- PASSAGE PROVIDED:

[BEGIN]

Re: Multi-Master Logical Replication

From
Amit Kapila
Date:
On Tue, May 24, 2022 at 5:57 PM Bruce Momjian <bruce@momjian.us> wrote:
>
> On Sat, May 14, 2022 at 12:20:05PM +0530, Amit Kapila wrote:
> > On Sat, May 14, 2022 at 12:33 AM Bruce Momjian <bruce@momjian.us> wrote:
> > >
> > > Uh, without these features, what workload would this help with?
> > >
> >
> > To allow replication among multiple nodes when some of the nodes may
> > have pre-existing data. This work plans to provide simple APIs to
> > achieve that. Now, let me try to explain the difficulties users can
> > face with the existing interface. It is simple to set up replication
> > among various nodes when they don't have any pre-existing data but
> > even in that case if the user operates on the same table at multiple
> > nodes, the replication will lead to an infinite loop and won't
> > proceed. The example in email [1] demonstrates that and the patch in
> > that thread attempts to solve it. I have mentioned that problem
> > because this work will need that patch.
> ...
> > This will become more complicated when more than two nodes are
> > involved, see the example provided for the three nodes case [2]. Can
> > you think of some other simpler way to achieve the same? If not, I
> > don't think the current way is ideal and even users won't prefer that.
> > I am not telling that the APIs proposed in this thread is the only or
> > best way to achieve the desired purpose but I think we should do
> > something to allow users to easily set up replication among multiple
> > nodes.
>
> You still have not answered my question above.  "Without these features,
> what workload would this help with?"  You have only explained how the
> patch would fix one of the many larger problems.
>

It helps with setting up logical replication among two or more nodes
(data flows both ways) which is important for use cases where
applications are data-aware. For such apps, it will be beneficial to
always send and retrieve data to local nodes in a geographically
distributed database. Now, for such apps, to get 100% consistent data
among nodes, one needs to enable synchronous_mode (aka set
synchronous_standby_names) but if that hurts performance and the data
is for analytical purposes then one can use it in asynchronous mode.
Now, for such cases, if the local node goes down, the other master
node can be immediately available to use, sure it may slow down the
operations for some time till the local node come-up. For such apps,
later it will be also easier to perform online upgrades.

[END]

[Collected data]
[BEGIN]

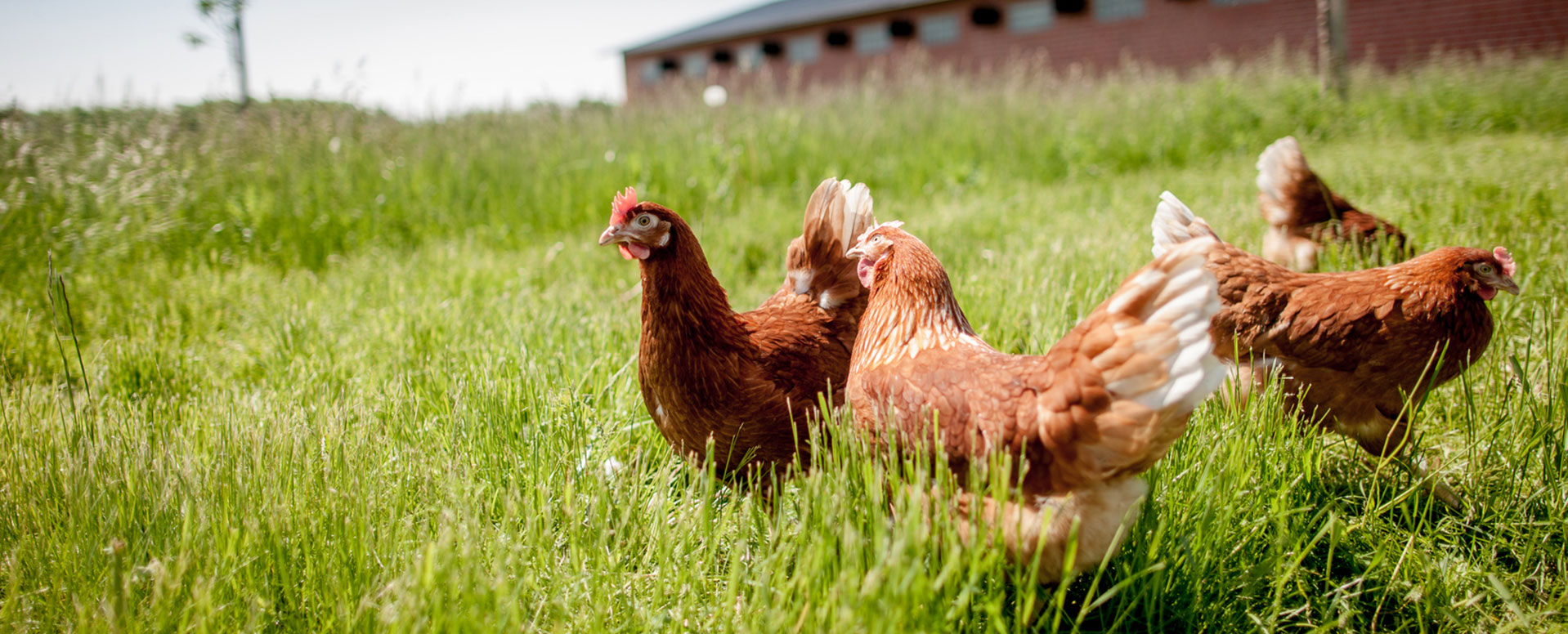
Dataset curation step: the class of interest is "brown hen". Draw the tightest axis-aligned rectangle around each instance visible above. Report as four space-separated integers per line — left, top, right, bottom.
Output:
1153 191 1520 506
599 178 876 476
849 222 1225 581
1257 136 1409 270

[END]

- TO-DO LIST:
a - Summarize the replication discussion in two sentences.
b - Print the stretch of the replication discussion from "It helps with" through "perform online upgrades.", word for word.

- TASK SOLUTIONS:
a - Amit Kapila says the work aims to provide simple APIs for replication among multiple nodes that may already hold data, since the existing interface is hard to use and can fall into an infinite loop when the same table is changed at several nodes. When Bruce Momjian again asks what workload it would help, Kapila answers that it supports two-way logical replication for data-aware applications in geographically distributed databases, letting them use local nodes, switch to another master node if the local one goes down, and later perform online upgrades more easily.

b -
It helps with setting up logical replication among two or more nodes
(data flows both ways) which is important for use cases where
applications are data-aware. For such apps, it will be beneficial to
always send and retrieve data to local nodes in a geographically
distributed database. Now, for such apps, to get 100% consistent data
among nodes, one needs to enable synchronous_mode (aka set
synchronous_standby_names) but if that hurts performance and the data
is for analytical purposes then one can use it in asynchronous mode.
Now, for such cases, if the local node goes down, the other master
node can be immediately available to use, sure it may slow down the
operations for some time till the local node come-up. For such apps,
later it will be also easier to perform online upgrades.